# Work to do
**a.** From the post below about training a random forest regressor in Julia, output the passage starting at "Multi-variable RandomForestRegressor in" and ending at "6 ,8 , 9 ,10])".
**b.** Pick up the post below about training a random forest regressor in Julia and continue it from its last line.

# Selected extract

^^^^^^^^

Multi-variable RandomForestRegressor in Julia
I'm trying to train a RandomForestRegressor using DecisionTree.jl
and RandomizedSearchCV (contained in ScikitLearn.jl) in Julia. Primary datasets like x_train and y_train etc. are provided in my google drive as well, So you can test it on your machine. The code is as follows:
using CSV
using DataFrames
using ScikitLearn: fit!, predict
using ScikitLearn.GridSearch: RandomizedSearchCV
using DecisionTree
x = CSV.read("x.csv", DataFrames.DataFrame)
x_test = CSV.read("x_test.csv", DataFrames.DataFrame)
y_train = CSV.read("y_train.csv", DataFrames.DataFrame)
mod = RandomForestRegressor()
param_dist = Dict("n_trees"=>[50 , 100, 200, 300],
"max_depth"=> [3, 5, 6 ,8 , 9 ,10])
model = RandomizedSearchCV(mod, param_dist, n_iter=10, cv=5)

^^^^^^^^

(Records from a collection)
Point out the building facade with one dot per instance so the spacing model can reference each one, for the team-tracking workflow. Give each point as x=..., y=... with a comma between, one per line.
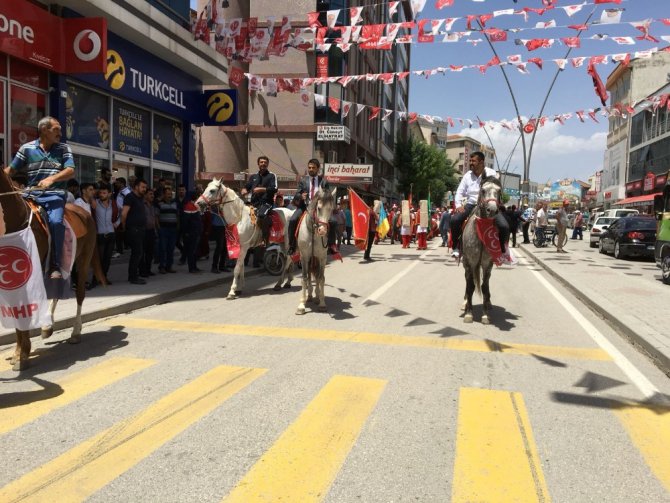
x=279, y=127
x=135, y=113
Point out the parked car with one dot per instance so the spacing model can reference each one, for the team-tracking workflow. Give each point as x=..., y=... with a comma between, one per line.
x=629, y=236
x=599, y=225
x=622, y=212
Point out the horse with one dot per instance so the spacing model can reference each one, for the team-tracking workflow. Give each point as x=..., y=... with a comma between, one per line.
x=313, y=247
x=16, y=214
x=476, y=260
x=236, y=212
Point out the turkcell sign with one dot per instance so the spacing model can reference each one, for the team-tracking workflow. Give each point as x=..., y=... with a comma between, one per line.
x=138, y=75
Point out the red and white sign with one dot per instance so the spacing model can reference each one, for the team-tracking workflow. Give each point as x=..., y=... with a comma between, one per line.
x=23, y=299
x=75, y=45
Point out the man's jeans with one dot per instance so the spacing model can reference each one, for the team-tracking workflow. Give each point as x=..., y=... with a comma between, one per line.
x=54, y=204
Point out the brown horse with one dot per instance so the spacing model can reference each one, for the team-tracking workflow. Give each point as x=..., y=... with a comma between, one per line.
x=16, y=212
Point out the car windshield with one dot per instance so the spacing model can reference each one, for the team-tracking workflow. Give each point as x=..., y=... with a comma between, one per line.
x=643, y=223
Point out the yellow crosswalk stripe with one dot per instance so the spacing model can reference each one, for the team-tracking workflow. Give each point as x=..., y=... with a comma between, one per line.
x=83, y=470
x=496, y=456
x=23, y=407
x=649, y=429
x=369, y=338
x=305, y=460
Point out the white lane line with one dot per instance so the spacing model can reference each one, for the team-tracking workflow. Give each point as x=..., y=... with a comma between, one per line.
x=637, y=378
x=386, y=286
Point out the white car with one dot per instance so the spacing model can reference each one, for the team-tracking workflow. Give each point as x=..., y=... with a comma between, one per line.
x=599, y=225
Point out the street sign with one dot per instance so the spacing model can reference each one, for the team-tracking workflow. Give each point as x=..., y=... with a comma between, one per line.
x=348, y=173
x=333, y=133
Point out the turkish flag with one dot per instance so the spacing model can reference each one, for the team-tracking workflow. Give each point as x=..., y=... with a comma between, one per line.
x=360, y=217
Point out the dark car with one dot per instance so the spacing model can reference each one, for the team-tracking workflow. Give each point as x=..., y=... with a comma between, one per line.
x=630, y=236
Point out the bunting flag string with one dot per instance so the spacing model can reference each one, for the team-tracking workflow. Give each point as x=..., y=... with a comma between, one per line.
x=514, y=60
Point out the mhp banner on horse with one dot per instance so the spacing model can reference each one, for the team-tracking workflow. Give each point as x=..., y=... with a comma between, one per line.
x=23, y=299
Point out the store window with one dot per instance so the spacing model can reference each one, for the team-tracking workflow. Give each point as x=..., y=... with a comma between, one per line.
x=28, y=107
x=86, y=117
x=167, y=140
x=24, y=72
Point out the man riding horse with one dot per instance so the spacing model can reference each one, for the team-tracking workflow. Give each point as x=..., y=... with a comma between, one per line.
x=466, y=200
x=263, y=187
x=307, y=188
x=49, y=164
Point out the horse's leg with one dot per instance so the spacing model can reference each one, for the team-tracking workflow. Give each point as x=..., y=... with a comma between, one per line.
x=48, y=330
x=303, y=291
x=469, y=290
x=486, y=292
x=20, y=360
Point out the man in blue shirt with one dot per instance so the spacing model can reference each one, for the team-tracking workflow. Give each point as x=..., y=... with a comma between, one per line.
x=49, y=164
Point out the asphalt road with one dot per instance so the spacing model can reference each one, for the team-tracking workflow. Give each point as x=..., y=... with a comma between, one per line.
x=387, y=397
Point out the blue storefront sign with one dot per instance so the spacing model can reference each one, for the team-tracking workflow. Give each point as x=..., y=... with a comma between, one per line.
x=138, y=75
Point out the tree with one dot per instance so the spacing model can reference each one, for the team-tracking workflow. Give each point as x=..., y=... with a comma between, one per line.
x=422, y=168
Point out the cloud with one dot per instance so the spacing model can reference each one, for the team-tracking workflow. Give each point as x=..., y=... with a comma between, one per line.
x=555, y=154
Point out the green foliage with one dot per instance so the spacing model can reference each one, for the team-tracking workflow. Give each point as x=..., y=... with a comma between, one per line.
x=424, y=167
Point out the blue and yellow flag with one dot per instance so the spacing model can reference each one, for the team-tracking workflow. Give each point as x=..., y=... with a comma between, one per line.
x=383, y=227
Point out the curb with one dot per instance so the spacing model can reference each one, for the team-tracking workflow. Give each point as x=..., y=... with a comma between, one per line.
x=658, y=358
x=152, y=300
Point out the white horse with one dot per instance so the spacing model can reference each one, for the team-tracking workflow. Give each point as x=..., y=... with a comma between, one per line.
x=235, y=212
x=313, y=246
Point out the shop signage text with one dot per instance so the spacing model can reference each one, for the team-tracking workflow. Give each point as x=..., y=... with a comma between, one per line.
x=333, y=133
x=30, y=33
x=348, y=173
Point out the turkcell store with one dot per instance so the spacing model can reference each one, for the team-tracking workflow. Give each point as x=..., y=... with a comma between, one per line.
x=134, y=119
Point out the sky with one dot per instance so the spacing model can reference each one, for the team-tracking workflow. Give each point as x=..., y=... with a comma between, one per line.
x=575, y=150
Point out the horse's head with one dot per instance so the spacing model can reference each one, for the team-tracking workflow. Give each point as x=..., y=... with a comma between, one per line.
x=490, y=197
x=321, y=208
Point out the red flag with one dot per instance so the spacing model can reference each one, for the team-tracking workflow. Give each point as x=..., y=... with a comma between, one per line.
x=360, y=214
x=601, y=91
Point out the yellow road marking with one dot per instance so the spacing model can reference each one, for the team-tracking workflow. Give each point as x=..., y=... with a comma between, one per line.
x=649, y=429
x=83, y=470
x=23, y=407
x=368, y=338
x=496, y=457
x=306, y=458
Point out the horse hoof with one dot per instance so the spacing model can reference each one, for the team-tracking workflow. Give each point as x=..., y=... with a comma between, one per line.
x=20, y=365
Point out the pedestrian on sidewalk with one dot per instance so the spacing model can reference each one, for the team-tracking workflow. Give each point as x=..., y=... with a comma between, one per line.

^^^^^^^^

# Exercise results
**a.**
Multi-variable RandomForestRegressor in Julia
I'm trying to train a RandomForestRegressor using DecisionTree.jl
and RandomizedSearchCV (contained in ScikitLearn.jl) in Julia. Primary datasets like x_train and y_train etc. are provided in my google drive as well, So you can test it on your machine. The code is as follows:
using CSV
using DataFrames
using ScikitLearn: fit!, predict
using ScikitLearn.GridSearch: RandomizedSearchCV
using DecisionTree
x = CSV.read("x.csv", DataFrames.DataFrame)
x_test = CSV.read("x_test.csv", DataFrames.DataFrame)
y_train = CSV.read("y_train.csv", DataFrames.DataFrame)
mod = RandomForestRegressor()
param_dist = Dict("n_trees"=>[50 , 100, 200, 300],
"max_depth"=> [3, 5, 6 ,8 , 9 ,10])

**b.**
fit!(model, Matrix(x), Matrix(DataFrames.dropmissing(y_train)))
predict(x_test)
This throws a MethodError like this:
ERROR: MethodError: no method matching fit!(::RandomForestRegressor, ::Matrix{Float64}, ::Matrix{Float64})
Closest candidates are:
fit!(::ScikitLearn.Models.FixedConstant, ::Any, ::Any) at C:\Users\Shayan\.julia\packages\ScikitLearn\ssekP\src\models\constant_model.jl:26
fit!(::ScikitLearn.Models.ConstantRegressor, ::Any, ::Any) at C:\Users\Shayan\.julia\packages\ScikitLearn\ssekP\src\models\constant_model.jl:10
fit!(::ScikitLearn.Models.LinearRegression, ::AbstractArray{XT}, ::AbstractArray{yT}) where {XT, yT} at C:\Users\Shayan\.julia\packages\ScikitLearn\ssekP\src\models\linear_regression.jl:27
...
Stacktrace:
[1] _fit!(self::RandomizedSearchCV, X::Matrix{Float64}, y::Matrix{Float64}, parameter_iterable::Vector{Any})
@ ScikitLearn.Skcore C:\Users\Shayan\.julia\packages\ScikitLearn\ssekP\src\grid_search.jl:332
[2] fit!(self::RandomizedSearchCV, X::Matrix{Float64}, y::Matrix{Float64})
@ ScikitLearn.Skcore C:\Users\Shayan\.julia\packages\ScikitLearn\ssekP\src\grid_search.jl:748
[3] top-level scope
@ c:\Users\Shayan\Desktop\AUT\Thesis\test.jl:17
If you're curious about the shape of the data:
julia> size(x)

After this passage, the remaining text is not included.